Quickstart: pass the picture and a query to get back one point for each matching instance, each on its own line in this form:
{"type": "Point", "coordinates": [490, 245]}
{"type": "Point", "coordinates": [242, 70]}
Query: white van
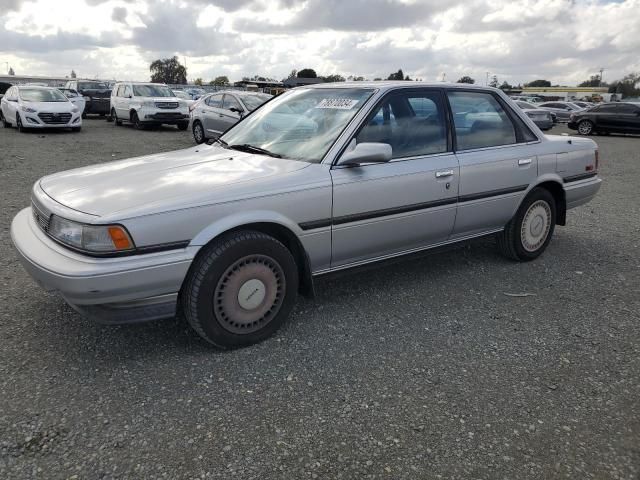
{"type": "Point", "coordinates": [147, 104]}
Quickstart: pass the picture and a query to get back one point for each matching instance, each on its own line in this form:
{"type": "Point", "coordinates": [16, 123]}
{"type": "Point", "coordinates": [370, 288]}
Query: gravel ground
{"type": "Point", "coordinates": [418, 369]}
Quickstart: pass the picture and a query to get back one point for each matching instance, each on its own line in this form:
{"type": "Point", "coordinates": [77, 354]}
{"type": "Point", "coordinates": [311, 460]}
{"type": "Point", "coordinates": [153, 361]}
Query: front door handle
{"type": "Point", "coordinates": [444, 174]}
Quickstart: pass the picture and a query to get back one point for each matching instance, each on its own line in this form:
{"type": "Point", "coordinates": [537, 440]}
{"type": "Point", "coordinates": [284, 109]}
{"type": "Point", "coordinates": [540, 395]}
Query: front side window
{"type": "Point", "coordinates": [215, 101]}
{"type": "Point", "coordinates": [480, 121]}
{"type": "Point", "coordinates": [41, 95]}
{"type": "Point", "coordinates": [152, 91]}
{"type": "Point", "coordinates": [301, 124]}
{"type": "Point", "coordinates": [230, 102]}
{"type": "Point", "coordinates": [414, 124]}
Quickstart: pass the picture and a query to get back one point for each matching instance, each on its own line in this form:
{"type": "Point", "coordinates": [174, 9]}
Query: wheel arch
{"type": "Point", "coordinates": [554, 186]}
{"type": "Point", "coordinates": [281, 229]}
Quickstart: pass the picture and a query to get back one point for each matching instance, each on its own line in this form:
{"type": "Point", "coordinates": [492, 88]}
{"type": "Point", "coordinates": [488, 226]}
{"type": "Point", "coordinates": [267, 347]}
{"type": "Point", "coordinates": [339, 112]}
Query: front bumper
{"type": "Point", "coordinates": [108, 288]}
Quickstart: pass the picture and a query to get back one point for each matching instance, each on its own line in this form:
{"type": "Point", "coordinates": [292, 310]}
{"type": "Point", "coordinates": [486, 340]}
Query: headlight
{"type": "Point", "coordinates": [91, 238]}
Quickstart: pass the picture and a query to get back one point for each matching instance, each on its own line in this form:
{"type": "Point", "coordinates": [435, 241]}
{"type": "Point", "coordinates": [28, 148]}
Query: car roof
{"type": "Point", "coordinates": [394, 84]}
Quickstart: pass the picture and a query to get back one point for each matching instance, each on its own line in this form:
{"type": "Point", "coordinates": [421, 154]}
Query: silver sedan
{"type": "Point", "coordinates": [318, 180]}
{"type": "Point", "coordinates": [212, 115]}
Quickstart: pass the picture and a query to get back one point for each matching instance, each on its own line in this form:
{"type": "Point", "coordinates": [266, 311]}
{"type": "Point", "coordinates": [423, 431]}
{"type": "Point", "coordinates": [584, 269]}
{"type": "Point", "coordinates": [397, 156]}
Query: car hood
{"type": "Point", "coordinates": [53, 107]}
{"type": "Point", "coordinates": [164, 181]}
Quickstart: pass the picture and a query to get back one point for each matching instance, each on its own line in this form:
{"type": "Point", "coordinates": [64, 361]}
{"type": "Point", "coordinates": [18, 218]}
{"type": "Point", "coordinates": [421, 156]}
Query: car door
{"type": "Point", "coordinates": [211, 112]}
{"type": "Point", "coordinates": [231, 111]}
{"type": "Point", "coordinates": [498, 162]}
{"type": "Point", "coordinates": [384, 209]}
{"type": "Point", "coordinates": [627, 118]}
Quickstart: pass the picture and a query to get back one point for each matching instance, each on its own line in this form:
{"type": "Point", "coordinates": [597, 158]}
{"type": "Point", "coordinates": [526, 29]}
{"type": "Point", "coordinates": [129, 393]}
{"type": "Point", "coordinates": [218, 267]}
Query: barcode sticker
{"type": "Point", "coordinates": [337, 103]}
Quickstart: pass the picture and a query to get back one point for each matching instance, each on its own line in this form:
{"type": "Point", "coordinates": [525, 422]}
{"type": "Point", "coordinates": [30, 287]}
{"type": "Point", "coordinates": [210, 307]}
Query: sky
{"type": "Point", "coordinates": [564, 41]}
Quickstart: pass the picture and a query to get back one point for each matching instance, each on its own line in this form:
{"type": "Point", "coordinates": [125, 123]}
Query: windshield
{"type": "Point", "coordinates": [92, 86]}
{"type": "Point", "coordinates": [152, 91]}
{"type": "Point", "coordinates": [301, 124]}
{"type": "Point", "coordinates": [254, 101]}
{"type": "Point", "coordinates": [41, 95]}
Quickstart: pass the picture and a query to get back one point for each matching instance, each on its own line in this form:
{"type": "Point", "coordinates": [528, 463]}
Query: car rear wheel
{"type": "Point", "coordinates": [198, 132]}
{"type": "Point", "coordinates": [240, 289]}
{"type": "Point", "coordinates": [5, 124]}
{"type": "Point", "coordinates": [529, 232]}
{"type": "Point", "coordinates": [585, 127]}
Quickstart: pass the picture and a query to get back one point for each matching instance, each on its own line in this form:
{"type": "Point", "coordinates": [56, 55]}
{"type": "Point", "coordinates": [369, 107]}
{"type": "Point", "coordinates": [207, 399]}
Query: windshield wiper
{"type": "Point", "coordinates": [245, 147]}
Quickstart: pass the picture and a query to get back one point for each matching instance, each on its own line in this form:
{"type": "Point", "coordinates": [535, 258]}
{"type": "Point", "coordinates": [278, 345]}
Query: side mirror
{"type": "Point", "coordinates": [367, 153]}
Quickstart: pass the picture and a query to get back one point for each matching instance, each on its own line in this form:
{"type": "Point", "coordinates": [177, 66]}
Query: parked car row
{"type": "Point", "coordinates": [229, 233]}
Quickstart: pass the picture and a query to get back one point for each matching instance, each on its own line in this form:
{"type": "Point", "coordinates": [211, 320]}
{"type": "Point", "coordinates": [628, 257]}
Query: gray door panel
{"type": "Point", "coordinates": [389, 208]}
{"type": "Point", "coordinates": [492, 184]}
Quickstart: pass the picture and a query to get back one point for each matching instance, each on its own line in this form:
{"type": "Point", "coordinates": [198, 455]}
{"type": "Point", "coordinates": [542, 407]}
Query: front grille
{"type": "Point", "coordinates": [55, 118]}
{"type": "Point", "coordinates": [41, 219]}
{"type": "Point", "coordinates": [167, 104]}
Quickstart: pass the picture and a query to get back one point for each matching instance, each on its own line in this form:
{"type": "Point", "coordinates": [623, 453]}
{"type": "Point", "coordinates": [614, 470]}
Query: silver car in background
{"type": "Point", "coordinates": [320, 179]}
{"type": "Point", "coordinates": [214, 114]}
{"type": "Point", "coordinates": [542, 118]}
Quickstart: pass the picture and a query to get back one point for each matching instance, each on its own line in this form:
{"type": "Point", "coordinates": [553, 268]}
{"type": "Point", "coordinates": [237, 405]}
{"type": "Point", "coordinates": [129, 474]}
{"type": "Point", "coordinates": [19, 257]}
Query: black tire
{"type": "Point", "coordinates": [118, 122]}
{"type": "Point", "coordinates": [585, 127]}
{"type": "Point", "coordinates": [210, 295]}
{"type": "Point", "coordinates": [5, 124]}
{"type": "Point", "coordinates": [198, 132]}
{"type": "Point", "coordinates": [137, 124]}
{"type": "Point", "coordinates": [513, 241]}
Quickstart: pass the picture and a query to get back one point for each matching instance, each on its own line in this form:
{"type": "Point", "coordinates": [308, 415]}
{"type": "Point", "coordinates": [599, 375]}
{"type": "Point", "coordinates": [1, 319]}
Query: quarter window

### EXERCISE DETAILS
Please reproduce the records above exactly, omitting every picture.

### EXERCISE RESPONSE
Quickstart: pass the picture and a query to get back one point for each matching instance, each on its own line in this form:
{"type": "Point", "coordinates": [490, 245]}
{"type": "Point", "coordinates": [242, 70]}
Query: white van
{"type": "Point", "coordinates": [147, 104]}
Quickstart: pass the picture and a query to get back one point for each matching instance, each on its own line in this form:
{"type": "Point", "coordinates": [16, 123]}
{"type": "Point", "coordinates": [370, 288]}
Query: gravel ground
{"type": "Point", "coordinates": [418, 369]}
Quickstart: pass the picture and a query to get back one point for each matching instance, each on its own line in this form:
{"type": "Point", "coordinates": [77, 354]}
{"type": "Point", "coordinates": [311, 460]}
{"type": "Point", "coordinates": [153, 361]}
Query: front door handle
{"type": "Point", "coordinates": [444, 174]}
Quickstart: pass the picture and a query to get back one point for each matching instance, each on its own line in this form:
{"type": "Point", "coordinates": [537, 440]}
{"type": "Point", "coordinates": [284, 109]}
{"type": "Point", "coordinates": [540, 395]}
Query: front side window
{"type": "Point", "coordinates": [215, 101]}
{"type": "Point", "coordinates": [480, 121]}
{"type": "Point", "coordinates": [41, 95]}
{"type": "Point", "coordinates": [152, 91]}
{"type": "Point", "coordinates": [301, 124]}
{"type": "Point", "coordinates": [230, 102]}
{"type": "Point", "coordinates": [414, 124]}
Quickstart: pass the picture and a query to get back one point for each matching instance, each on its own line in this form:
{"type": "Point", "coordinates": [174, 9]}
Query: wheel arch
{"type": "Point", "coordinates": [554, 186]}
{"type": "Point", "coordinates": [281, 229]}
Quickstart: pass the picture and a query to get back one point for each matching instance, each on its own line in this form:
{"type": "Point", "coordinates": [492, 88]}
{"type": "Point", "coordinates": [488, 226]}
{"type": "Point", "coordinates": [267, 347]}
{"type": "Point", "coordinates": [339, 112]}
Query: front bumper
{"type": "Point", "coordinates": [108, 288]}
Quickstart: pass the picture and a query to get back one point for each matching instance, each on its own line in this form:
{"type": "Point", "coordinates": [292, 310]}
{"type": "Point", "coordinates": [486, 340]}
Query: headlight
{"type": "Point", "coordinates": [91, 238]}
Quickstart: pass the picture and a query to get back one point for each matching instance, each on its own line in this form:
{"type": "Point", "coordinates": [435, 241]}
{"type": "Point", "coordinates": [28, 148]}
Query: car roof
{"type": "Point", "coordinates": [394, 84]}
Quickstart: pass the picture and a query to get back one point for each matching instance, each on its own line in this form:
{"type": "Point", "coordinates": [421, 154]}
Query: silver sedan
{"type": "Point", "coordinates": [318, 180]}
{"type": "Point", "coordinates": [212, 115]}
Quickstart: pass the picture and a query to get back one point for each matching instance, each on its own line in this form:
{"type": "Point", "coordinates": [266, 311]}
{"type": "Point", "coordinates": [423, 431]}
{"type": "Point", "coordinates": [584, 269]}
{"type": "Point", "coordinates": [397, 156]}
Query: car hood
{"type": "Point", "coordinates": [53, 107]}
{"type": "Point", "coordinates": [164, 181]}
Quickstart: pass the picture and a query to get back one point for each matching instance, each on its own line in this form:
{"type": "Point", "coordinates": [64, 361]}
{"type": "Point", "coordinates": [18, 218]}
{"type": "Point", "coordinates": [421, 156]}
Query: car door
{"type": "Point", "coordinates": [211, 112]}
{"type": "Point", "coordinates": [231, 111]}
{"type": "Point", "coordinates": [498, 162]}
{"type": "Point", "coordinates": [384, 209]}
{"type": "Point", "coordinates": [627, 118]}
Quickstart: pass the picture and a query to get back one point for each matching instance, each on its own line in this form:
{"type": "Point", "coordinates": [597, 158]}
{"type": "Point", "coordinates": [526, 29]}
{"type": "Point", "coordinates": [129, 393]}
{"type": "Point", "coordinates": [218, 267]}
Query: barcode sticker
{"type": "Point", "coordinates": [337, 103]}
Quickstart: pass the picture and a query to get back one point for each matching instance, each on its own line in this form:
{"type": "Point", "coordinates": [525, 422]}
{"type": "Point", "coordinates": [30, 287]}
{"type": "Point", "coordinates": [210, 307]}
Query: sky
{"type": "Point", "coordinates": [564, 41]}
Quickstart: pass the picture and a query to get back one point for each matching instance, each on its own line in this form:
{"type": "Point", "coordinates": [125, 123]}
Query: windshield
{"type": "Point", "coordinates": [92, 86]}
{"type": "Point", "coordinates": [152, 91]}
{"type": "Point", "coordinates": [301, 124]}
{"type": "Point", "coordinates": [254, 101]}
{"type": "Point", "coordinates": [41, 95]}
Quickstart: pass the picture and a query to get back one point for each matching instance, each on its own line in this form:
{"type": "Point", "coordinates": [528, 463]}
Query: car rear wheel
{"type": "Point", "coordinates": [198, 132]}
{"type": "Point", "coordinates": [240, 289]}
{"type": "Point", "coordinates": [5, 124]}
{"type": "Point", "coordinates": [529, 232]}
{"type": "Point", "coordinates": [585, 127]}
Quickstart: pass the picture and a query to get back one point for each matching instance, each on its own line in this form:
{"type": "Point", "coordinates": [56, 55]}
{"type": "Point", "coordinates": [369, 107]}
{"type": "Point", "coordinates": [207, 399]}
Query: windshield wiper
{"type": "Point", "coordinates": [245, 147]}
Quickstart: pass the picture and a query to get back one point for each matching instance, each on its own line in this form:
{"type": "Point", "coordinates": [535, 258]}
{"type": "Point", "coordinates": [278, 345]}
Query: side mirror
{"type": "Point", "coordinates": [367, 153]}
Quickstart: pass the picture and a query to get back one point for each matching instance, each on its own line in this form:
{"type": "Point", "coordinates": [177, 66]}
Query: parked car row
{"type": "Point", "coordinates": [229, 233]}
Quickstart: pass the picture and a query to get back one point for each matching instance, each on its own line in this form:
{"type": "Point", "coordinates": [211, 320]}
{"type": "Point", "coordinates": [628, 257]}
Query: gray door panel
{"type": "Point", "coordinates": [389, 208]}
{"type": "Point", "coordinates": [492, 184]}
Quickstart: pass the picture and a query to get back one point for each matching instance, each on its own line in this form:
{"type": "Point", "coordinates": [198, 455]}
{"type": "Point", "coordinates": [542, 407]}
Query: front grille
{"type": "Point", "coordinates": [55, 118]}
{"type": "Point", "coordinates": [41, 219]}
{"type": "Point", "coordinates": [167, 104]}
Quickstart: pass the picture and a query to get back one point for each matching instance, each on its own line in this form:
{"type": "Point", "coordinates": [623, 453]}
{"type": "Point", "coordinates": [614, 470]}
Query: silver car in background
{"type": "Point", "coordinates": [320, 179]}
{"type": "Point", "coordinates": [214, 114]}
{"type": "Point", "coordinates": [542, 118]}
Quickstart: pass the picture and a query to get back one point for each matching instance, each on its own line in this form:
{"type": "Point", "coordinates": [553, 268]}
{"type": "Point", "coordinates": [237, 405]}
{"type": "Point", "coordinates": [129, 474]}
{"type": "Point", "coordinates": [19, 257]}
Query: black tire
{"type": "Point", "coordinates": [118, 122]}
{"type": "Point", "coordinates": [585, 127]}
{"type": "Point", "coordinates": [210, 295]}
{"type": "Point", "coordinates": [5, 124]}
{"type": "Point", "coordinates": [198, 132]}
{"type": "Point", "coordinates": [137, 124]}
{"type": "Point", "coordinates": [513, 241]}
Quickstart: pass the picture and a query to get back one point for each matching instance, each on its own line in this form:
{"type": "Point", "coordinates": [308, 415]}
{"type": "Point", "coordinates": [599, 375]}
{"type": "Point", "coordinates": [1, 319]}
Query: quarter window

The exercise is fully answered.